▸ The task: Extend the piece below on the resignations at King's College, Cambridge, and the Science Museum, starting right after its last sentence.

▸ Extract:
# # # # # # #
However, X soon fell victim to a whispering campaign, accusing him/her of improper use of paperclips and of wearing flashy Armani/Lagerfeld jackets in the office. Rebellion broke out when X ordered that the staff canteen serve chocolate digestives/custard creams instead of custard creams/chocolate digestives, thus ending a tradition dating back to the First World War/Great Fire of London. An insider commented: “We are not against change, but X had no feeling for the special atmosphere that makes our institution a byword for traditional values/Old Etonians/custard creams.”
And so on. If I had a tenner for every time that story has appeared in the past 25 years, I could tender my own Shock Resignation and emigrate to a yacht in the Med. And last week it even cropped up twice on the same day. Dame Judith Mayhew, the feisty New Zealander who has been Provost of the venerable but broke King’s College, Cambridge, for the past two years, announced that she was taking a year’s paid sabbatical . . . and then quitting the college anyway (gosh, I hope I can wangle a resignation like that). Meanwhile, Lindsay Sharp, the equally feisty Aussie director of the equally venerable and broke Science Museum, also resigned suddenly.
Both tales followed the quintessential archetype. Mayhew was a Corporation of London high-flyer before becoming the first non-King’s graduate to run King’s in 500 years. She was expected to utilise her business acumen to quick-fix a £1.2 million deficit. But when she publicly savaged the college’s administration, the college’s bursar left in such acrimonious circumstances that it took lawyers a year to resolve the dispute.
By then, though, Mayhew had committed an even worse faux pas. In an effort, apparently, to attract more swanky conferences to King’s, she ordered that the famously red-walled college bar — its decor symbolic of King’s cherished left-wing ethos — should be repainted beige. A hammer-and-sickle motif was also humourlessly blotted out. Talk about beige rag to a bull! Mayhew was doomed from that moment.
# # # # # # #
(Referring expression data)

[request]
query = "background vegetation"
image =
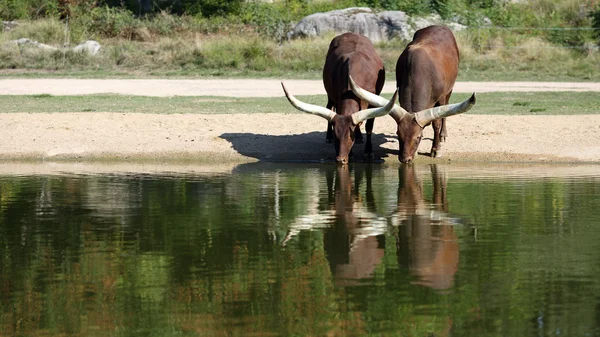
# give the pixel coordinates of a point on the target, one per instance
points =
(498, 103)
(551, 39)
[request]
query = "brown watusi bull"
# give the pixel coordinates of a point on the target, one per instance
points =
(425, 75)
(348, 54)
(426, 241)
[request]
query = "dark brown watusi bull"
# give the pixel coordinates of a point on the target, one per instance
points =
(425, 75)
(348, 54)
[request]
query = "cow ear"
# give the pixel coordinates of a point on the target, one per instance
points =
(363, 115)
(308, 108)
(427, 116)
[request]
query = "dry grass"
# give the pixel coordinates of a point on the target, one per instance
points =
(485, 55)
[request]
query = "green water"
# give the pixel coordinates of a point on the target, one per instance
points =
(303, 250)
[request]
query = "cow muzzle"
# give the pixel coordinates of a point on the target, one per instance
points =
(406, 160)
(341, 160)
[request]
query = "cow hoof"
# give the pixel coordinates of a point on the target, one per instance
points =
(436, 153)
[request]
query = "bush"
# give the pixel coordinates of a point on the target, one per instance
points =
(595, 15)
(45, 31)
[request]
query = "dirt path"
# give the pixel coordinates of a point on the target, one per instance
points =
(242, 138)
(239, 87)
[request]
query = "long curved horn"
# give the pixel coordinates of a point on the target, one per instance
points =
(363, 115)
(427, 116)
(375, 100)
(309, 108)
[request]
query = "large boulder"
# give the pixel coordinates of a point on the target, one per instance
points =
(90, 47)
(381, 26)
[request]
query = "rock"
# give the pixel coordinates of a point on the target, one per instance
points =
(91, 47)
(9, 25)
(32, 43)
(377, 27)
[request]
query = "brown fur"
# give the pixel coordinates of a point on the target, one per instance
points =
(350, 54)
(425, 75)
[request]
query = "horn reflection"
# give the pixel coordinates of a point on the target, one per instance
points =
(426, 241)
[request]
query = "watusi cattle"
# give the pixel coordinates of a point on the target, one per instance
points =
(353, 55)
(425, 75)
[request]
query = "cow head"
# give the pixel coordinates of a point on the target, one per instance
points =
(343, 125)
(410, 125)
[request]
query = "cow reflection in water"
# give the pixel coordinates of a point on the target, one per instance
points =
(355, 243)
(354, 234)
(426, 241)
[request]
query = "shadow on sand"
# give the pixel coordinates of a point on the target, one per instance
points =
(309, 147)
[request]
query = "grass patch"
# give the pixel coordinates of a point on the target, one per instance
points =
(548, 103)
(485, 56)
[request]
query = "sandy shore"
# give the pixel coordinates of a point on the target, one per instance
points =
(235, 138)
(240, 87)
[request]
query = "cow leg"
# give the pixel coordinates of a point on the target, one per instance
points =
(329, 136)
(358, 135)
(369, 144)
(436, 148)
(444, 132)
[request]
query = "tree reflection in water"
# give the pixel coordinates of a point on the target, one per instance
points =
(355, 235)
(426, 241)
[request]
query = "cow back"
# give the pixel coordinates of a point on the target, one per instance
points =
(351, 54)
(427, 68)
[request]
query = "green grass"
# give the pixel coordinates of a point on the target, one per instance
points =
(485, 56)
(542, 103)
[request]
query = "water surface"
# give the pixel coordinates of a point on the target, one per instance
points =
(306, 250)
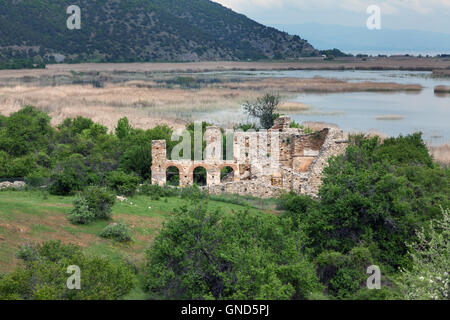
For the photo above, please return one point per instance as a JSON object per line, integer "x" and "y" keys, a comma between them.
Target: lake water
{"x": 421, "y": 111}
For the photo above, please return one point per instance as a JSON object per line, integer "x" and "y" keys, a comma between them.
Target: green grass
{"x": 34, "y": 216}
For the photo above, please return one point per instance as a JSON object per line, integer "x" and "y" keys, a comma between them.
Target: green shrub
{"x": 69, "y": 176}
{"x": 209, "y": 255}
{"x": 375, "y": 195}
{"x": 44, "y": 275}
{"x": 117, "y": 231}
{"x": 122, "y": 183}
{"x": 81, "y": 214}
{"x": 344, "y": 274}
{"x": 100, "y": 201}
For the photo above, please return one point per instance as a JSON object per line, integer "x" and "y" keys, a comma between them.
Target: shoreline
{"x": 441, "y": 66}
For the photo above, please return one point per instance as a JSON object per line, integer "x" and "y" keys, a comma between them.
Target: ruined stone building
{"x": 263, "y": 164}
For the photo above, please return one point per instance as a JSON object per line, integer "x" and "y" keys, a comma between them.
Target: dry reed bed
{"x": 318, "y": 85}
{"x": 399, "y": 63}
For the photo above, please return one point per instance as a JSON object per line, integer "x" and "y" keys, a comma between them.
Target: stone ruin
{"x": 264, "y": 164}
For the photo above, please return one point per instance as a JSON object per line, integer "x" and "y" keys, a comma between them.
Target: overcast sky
{"x": 432, "y": 15}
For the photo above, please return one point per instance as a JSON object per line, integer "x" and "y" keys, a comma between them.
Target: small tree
{"x": 429, "y": 276}
{"x": 265, "y": 109}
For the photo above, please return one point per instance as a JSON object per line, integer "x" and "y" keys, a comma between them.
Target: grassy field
{"x": 33, "y": 216}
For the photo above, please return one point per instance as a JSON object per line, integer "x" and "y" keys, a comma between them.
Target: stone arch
{"x": 228, "y": 173}
{"x": 173, "y": 175}
{"x": 199, "y": 174}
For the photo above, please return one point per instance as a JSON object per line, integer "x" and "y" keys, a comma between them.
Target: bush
{"x": 69, "y": 176}
{"x": 374, "y": 195}
{"x": 117, "y": 231}
{"x": 122, "y": 183}
{"x": 44, "y": 275}
{"x": 209, "y": 255}
{"x": 81, "y": 214}
{"x": 344, "y": 274}
{"x": 100, "y": 201}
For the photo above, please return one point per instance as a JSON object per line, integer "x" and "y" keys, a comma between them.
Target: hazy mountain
{"x": 360, "y": 39}
{"x": 140, "y": 30}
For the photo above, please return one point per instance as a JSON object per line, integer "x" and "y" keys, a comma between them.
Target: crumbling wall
{"x": 300, "y": 159}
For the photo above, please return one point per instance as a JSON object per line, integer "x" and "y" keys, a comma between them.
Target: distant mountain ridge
{"x": 140, "y": 30}
{"x": 361, "y": 39}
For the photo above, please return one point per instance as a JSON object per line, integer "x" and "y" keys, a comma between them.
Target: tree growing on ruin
{"x": 265, "y": 109}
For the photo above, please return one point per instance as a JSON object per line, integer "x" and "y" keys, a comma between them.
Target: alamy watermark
{"x": 74, "y": 20}
{"x": 374, "y": 20}
{"x": 74, "y": 281}
{"x": 374, "y": 281}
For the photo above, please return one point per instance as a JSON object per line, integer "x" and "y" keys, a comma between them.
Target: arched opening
{"x": 200, "y": 176}
{"x": 173, "y": 176}
{"x": 226, "y": 174}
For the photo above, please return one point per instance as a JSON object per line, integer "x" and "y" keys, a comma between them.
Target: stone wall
{"x": 264, "y": 163}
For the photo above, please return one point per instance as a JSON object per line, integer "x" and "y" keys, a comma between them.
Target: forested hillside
{"x": 139, "y": 30}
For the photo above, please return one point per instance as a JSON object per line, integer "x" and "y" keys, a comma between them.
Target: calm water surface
{"x": 421, "y": 111}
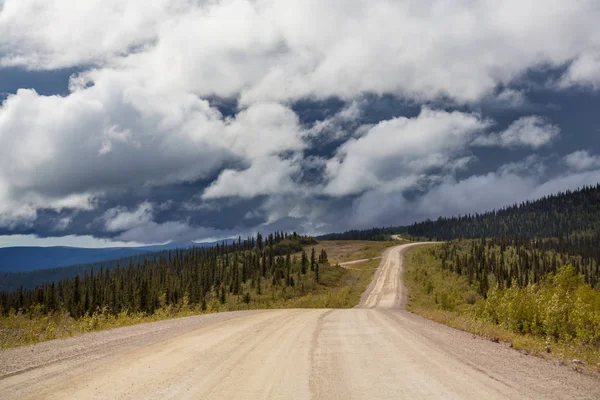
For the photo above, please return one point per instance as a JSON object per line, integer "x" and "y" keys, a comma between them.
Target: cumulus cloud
{"x": 582, "y": 160}
{"x": 120, "y": 219}
{"x": 397, "y": 153}
{"x": 142, "y": 109}
{"x": 531, "y": 131}
{"x": 264, "y": 50}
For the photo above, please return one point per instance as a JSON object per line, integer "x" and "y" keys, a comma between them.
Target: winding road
{"x": 376, "y": 350}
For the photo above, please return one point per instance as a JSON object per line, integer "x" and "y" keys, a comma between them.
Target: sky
{"x": 126, "y": 122}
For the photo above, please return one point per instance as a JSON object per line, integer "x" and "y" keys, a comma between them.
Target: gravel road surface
{"x": 374, "y": 351}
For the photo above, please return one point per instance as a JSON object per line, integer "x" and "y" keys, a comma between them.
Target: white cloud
{"x": 68, "y": 240}
{"x": 584, "y": 71}
{"x": 582, "y": 160}
{"x": 264, "y": 50}
{"x": 531, "y": 131}
{"x": 396, "y": 154}
{"x": 138, "y": 114}
{"x": 120, "y": 219}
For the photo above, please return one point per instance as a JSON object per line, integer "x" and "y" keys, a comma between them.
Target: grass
{"x": 339, "y": 251}
{"x": 338, "y": 288}
{"x": 448, "y": 298}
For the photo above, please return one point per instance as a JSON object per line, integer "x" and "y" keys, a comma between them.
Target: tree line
{"x": 521, "y": 262}
{"x": 558, "y": 215}
{"x": 192, "y": 276}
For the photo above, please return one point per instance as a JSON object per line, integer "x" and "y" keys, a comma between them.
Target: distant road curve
{"x": 375, "y": 351}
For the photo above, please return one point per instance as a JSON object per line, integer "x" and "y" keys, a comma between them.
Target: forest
{"x": 194, "y": 276}
{"x": 559, "y": 215}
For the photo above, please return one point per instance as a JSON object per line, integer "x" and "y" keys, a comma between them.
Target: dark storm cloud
{"x": 141, "y": 134}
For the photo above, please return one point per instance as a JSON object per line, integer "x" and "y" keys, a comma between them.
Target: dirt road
{"x": 374, "y": 351}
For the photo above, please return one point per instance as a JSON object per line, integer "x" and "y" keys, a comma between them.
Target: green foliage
{"x": 561, "y": 307}
{"x": 560, "y": 312}
{"x": 186, "y": 278}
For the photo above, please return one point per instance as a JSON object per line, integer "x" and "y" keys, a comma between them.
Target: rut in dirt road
{"x": 374, "y": 351}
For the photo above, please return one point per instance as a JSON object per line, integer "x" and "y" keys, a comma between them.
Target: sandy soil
{"x": 375, "y": 351}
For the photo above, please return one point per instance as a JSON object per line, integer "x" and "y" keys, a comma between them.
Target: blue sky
{"x": 126, "y": 123}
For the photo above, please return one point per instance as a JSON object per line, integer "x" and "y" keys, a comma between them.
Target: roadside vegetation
{"x": 555, "y": 315}
{"x": 293, "y": 279}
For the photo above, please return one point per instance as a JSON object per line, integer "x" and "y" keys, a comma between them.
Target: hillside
{"x": 559, "y": 215}
{"x": 31, "y": 258}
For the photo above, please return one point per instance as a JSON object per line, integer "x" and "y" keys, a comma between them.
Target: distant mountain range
{"x": 26, "y": 259}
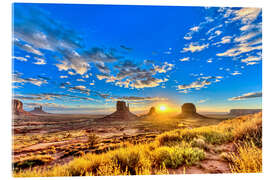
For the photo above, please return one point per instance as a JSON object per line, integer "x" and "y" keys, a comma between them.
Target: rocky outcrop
{"x": 122, "y": 113}
{"x": 38, "y": 110}
{"x": 17, "y": 108}
{"x": 152, "y": 112}
{"x": 240, "y": 112}
{"x": 189, "y": 111}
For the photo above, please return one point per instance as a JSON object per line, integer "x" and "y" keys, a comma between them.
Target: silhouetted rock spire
{"x": 122, "y": 113}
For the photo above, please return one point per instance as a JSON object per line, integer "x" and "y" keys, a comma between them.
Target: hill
{"x": 233, "y": 145}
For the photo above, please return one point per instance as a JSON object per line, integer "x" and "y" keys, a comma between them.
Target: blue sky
{"x": 83, "y": 58}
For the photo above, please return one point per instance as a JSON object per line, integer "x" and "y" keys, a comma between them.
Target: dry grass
{"x": 248, "y": 159}
{"x": 169, "y": 150}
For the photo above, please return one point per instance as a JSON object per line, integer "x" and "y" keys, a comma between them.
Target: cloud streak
{"x": 246, "y": 96}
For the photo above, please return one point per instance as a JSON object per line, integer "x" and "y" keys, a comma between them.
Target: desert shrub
{"x": 86, "y": 164}
{"x": 210, "y": 135}
{"x": 110, "y": 169}
{"x": 32, "y": 161}
{"x": 200, "y": 143}
{"x": 55, "y": 171}
{"x": 175, "y": 156}
{"x": 248, "y": 159}
{"x": 133, "y": 159}
{"x": 250, "y": 131}
{"x": 92, "y": 139}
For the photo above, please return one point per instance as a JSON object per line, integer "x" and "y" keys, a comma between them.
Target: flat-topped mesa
{"x": 152, "y": 112}
{"x": 17, "y": 108}
{"x": 38, "y": 110}
{"x": 122, "y": 113}
{"x": 189, "y": 111}
{"x": 240, "y": 112}
{"x": 121, "y": 106}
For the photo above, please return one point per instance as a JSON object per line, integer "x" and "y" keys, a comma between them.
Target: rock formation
{"x": 38, "y": 110}
{"x": 189, "y": 111}
{"x": 122, "y": 113}
{"x": 17, "y": 108}
{"x": 152, "y": 112}
{"x": 240, "y": 112}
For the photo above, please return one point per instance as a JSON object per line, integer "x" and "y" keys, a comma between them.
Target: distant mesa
{"x": 17, "y": 108}
{"x": 38, "y": 110}
{"x": 152, "y": 112}
{"x": 240, "y": 112}
{"x": 122, "y": 113}
{"x": 189, "y": 111}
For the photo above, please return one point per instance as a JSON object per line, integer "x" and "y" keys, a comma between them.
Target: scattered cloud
{"x": 209, "y": 61}
{"x": 20, "y": 58}
{"x": 202, "y": 101}
{"x": 236, "y": 73}
{"x": 246, "y": 96}
{"x": 184, "y": 59}
{"x": 17, "y": 78}
{"x": 50, "y": 96}
{"x": 201, "y": 82}
{"x": 80, "y": 80}
{"x": 132, "y": 76}
{"x": 246, "y": 15}
{"x": 40, "y": 61}
{"x": 62, "y": 77}
{"x": 192, "y": 47}
{"x": 26, "y": 47}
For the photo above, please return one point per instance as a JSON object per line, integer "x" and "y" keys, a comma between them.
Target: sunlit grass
{"x": 247, "y": 159}
{"x": 171, "y": 149}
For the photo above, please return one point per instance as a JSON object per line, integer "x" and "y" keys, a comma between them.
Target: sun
{"x": 162, "y": 108}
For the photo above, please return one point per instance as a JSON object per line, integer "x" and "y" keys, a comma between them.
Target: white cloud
{"x": 218, "y": 32}
{"x": 246, "y": 37}
{"x": 209, "y": 61}
{"x": 195, "y": 28}
{"x": 185, "y": 59}
{"x": 202, "y": 101}
{"x": 80, "y": 80}
{"x": 20, "y": 58}
{"x": 226, "y": 39}
{"x": 236, "y": 73}
{"x": 40, "y": 61}
{"x": 246, "y": 96}
{"x": 246, "y": 15}
{"x": 187, "y": 37}
{"x": 252, "y": 58}
{"x": 193, "y": 47}
{"x": 71, "y": 73}
{"x": 240, "y": 49}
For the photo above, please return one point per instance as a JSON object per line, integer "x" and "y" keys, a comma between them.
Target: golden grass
{"x": 248, "y": 159}
{"x": 169, "y": 150}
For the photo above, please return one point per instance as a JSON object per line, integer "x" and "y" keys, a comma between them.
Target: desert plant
{"x": 176, "y": 156}
{"x": 248, "y": 159}
{"x": 92, "y": 140}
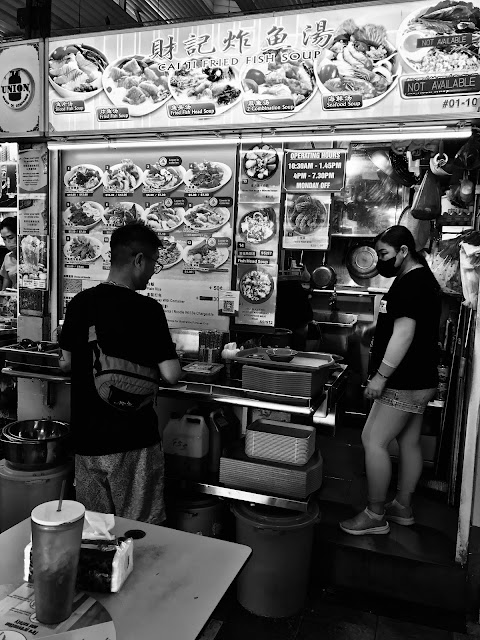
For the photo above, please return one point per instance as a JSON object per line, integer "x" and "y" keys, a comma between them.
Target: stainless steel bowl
{"x": 37, "y": 429}
{"x": 35, "y": 453}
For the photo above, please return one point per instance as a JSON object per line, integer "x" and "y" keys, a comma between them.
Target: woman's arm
{"x": 6, "y": 283}
{"x": 398, "y": 345}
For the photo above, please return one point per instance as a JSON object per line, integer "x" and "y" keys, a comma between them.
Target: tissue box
{"x": 104, "y": 565}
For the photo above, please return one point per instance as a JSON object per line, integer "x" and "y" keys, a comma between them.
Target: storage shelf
{"x": 8, "y": 371}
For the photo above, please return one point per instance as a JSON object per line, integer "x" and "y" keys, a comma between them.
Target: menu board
{"x": 320, "y": 67}
{"x": 186, "y": 195}
{"x": 257, "y": 233}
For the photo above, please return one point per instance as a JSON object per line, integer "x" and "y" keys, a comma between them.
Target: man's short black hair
{"x": 131, "y": 239}
{"x": 9, "y": 223}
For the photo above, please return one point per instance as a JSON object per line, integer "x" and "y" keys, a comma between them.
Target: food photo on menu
{"x": 33, "y": 261}
{"x": 205, "y": 254}
{"x": 83, "y": 177}
{"x": 280, "y": 75}
{"x": 446, "y": 18}
{"x": 207, "y": 176}
{"x": 75, "y": 71}
{"x": 359, "y": 60}
{"x": 257, "y": 226}
{"x": 256, "y": 284}
{"x": 163, "y": 219}
{"x": 199, "y": 81}
{"x": 204, "y": 217}
{"x": 120, "y": 213}
{"x": 261, "y": 162}
{"x": 82, "y": 248}
{"x": 83, "y": 214}
{"x": 124, "y": 176}
{"x": 307, "y": 220}
{"x": 137, "y": 82}
{"x": 158, "y": 177}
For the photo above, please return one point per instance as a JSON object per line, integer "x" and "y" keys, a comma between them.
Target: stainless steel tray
{"x": 306, "y": 361}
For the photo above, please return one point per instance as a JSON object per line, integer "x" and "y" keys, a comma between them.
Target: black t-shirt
{"x": 130, "y": 326}
{"x": 416, "y": 296}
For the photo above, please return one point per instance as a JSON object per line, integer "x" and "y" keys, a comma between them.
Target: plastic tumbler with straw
{"x": 56, "y": 539}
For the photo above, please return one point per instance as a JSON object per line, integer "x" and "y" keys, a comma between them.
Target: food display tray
{"x": 239, "y": 471}
{"x": 285, "y": 382}
{"x": 280, "y": 441}
{"x": 306, "y": 361}
{"x": 48, "y": 357}
{"x": 202, "y": 371}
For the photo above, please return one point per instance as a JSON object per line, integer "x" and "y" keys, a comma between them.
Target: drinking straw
{"x": 62, "y": 491}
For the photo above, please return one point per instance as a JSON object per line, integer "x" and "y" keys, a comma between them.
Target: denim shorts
{"x": 411, "y": 400}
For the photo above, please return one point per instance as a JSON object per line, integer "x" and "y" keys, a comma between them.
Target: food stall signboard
{"x": 315, "y": 67}
{"x": 21, "y": 90}
{"x": 315, "y": 170}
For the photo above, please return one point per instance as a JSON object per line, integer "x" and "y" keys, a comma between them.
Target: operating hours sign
{"x": 314, "y": 170}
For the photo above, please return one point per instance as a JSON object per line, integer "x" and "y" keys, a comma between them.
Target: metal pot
{"x": 362, "y": 262}
{"x": 34, "y": 454}
{"x": 324, "y": 277}
{"x": 37, "y": 429}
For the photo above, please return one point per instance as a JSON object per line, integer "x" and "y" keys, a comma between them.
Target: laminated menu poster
{"x": 33, "y": 168}
{"x": 257, "y": 233}
{"x": 258, "y": 292}
{"x": 8, "y": 186}
{"x": 307, "y": 221}
{"x": 185, "y": 195}
{"x": 323, "y": 66}
{"x": 33, "y": 261}
{"x": 89, "y": 619}
{"x": 33, "y": 216}
{"x": 260, "y": 173}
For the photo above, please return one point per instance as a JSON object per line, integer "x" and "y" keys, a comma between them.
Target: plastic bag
{"x": 426, "y": 203}
{"x": 468, "y": 156}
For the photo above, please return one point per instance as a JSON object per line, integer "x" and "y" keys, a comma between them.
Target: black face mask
{"x": 387, "y": 268}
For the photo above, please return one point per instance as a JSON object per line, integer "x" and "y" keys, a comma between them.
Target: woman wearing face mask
{"x": 8, "y": 231}
{"x": 403, "y": 380}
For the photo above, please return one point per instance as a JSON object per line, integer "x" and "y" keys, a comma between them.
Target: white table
{"x": 178, "y": 579}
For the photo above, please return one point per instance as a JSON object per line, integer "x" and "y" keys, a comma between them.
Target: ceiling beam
{"x": 247, "y": 5}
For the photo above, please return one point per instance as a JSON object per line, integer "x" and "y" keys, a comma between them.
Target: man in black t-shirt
{"x": 118, "y": 455}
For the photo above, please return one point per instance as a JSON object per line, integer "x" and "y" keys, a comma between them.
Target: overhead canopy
{"x": 98, "y": 15}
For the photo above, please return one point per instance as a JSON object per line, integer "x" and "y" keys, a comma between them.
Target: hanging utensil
{"x": 324, "y": 276}
{"x": 362, "y": 262}
{"x": 420, "y": 229}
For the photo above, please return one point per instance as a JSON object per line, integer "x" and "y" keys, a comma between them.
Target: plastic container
{"x": 186, "y": 446}
{"x": 199, "y": 514}
{"x": 335, "y": 334}
{"x": 274, "y": 581}
{"x": 21, "y": 491}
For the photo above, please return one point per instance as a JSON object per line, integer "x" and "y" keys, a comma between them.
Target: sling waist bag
{"x": 124, "y": 385}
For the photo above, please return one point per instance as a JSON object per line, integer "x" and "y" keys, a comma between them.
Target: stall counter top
{"x": 177, "y": 580}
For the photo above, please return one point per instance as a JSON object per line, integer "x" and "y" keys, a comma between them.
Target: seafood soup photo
{"x": 207, "y": 176}
{"x": 163, "y": 178}
{"x": 257, "y": 226}
{"x": 306, "y": 214}
{"x": 198, "y": 81}
{"x": 453, "y": 29}
{"x": 83, "y": 177}
{"x": 359, "y": 60}
{"x": 75, "y": 71}
{"x": 136, "y": 82}
{"x": 261, "y": 162}
{"x": 256, "y": 286}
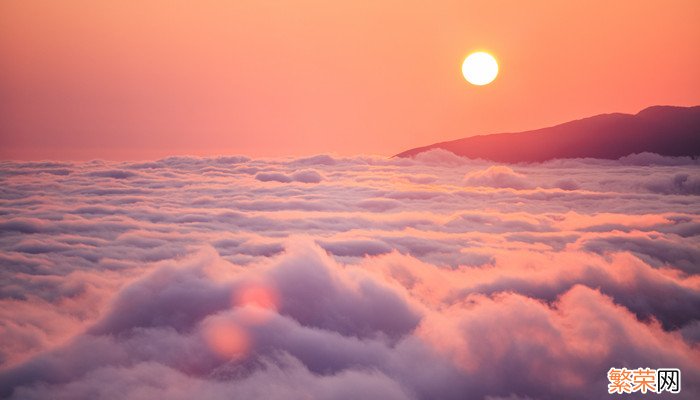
# # # # # # #
▸ Answer to the exercise:
Meanwhile, Sharp’s attempts to pep up the Science Museum’s image resulted in what was virtually a replay of Roy Strong’s turbulent era at the V&A. Sharp became the victim of some truly vile character assassination in a much-circulated anonymous e-mail. I am only surprised that he put up with it for as long as he did.
I have met both Sharp and Mayhew. I like them. They are wilful but engaging, and certainly not wrong in their respective diagnoses of what needed overhauling in their organisations. But both were accidents waiting to happen. There is a certain sort of British institution which is so entrenched in its primordial customs that all attempts at reform trigger outrage. Such places are typically staffed by bright but narrowly-focused people, who fight their own corners ferociously and are so poorly paid that they are perpetually disaffected. Oxbridge colleges, national museums, subsidised theatres, the Church of England: these are classic examples.
To send in a tough outsider to shake up such bastions in a whirlwind of change sounds exciting. But it rarely works. As in warfare, so in office politics: an invading intruder doesn’t know the lay of the land, so is horribly vulnerable to guerrilla ambush.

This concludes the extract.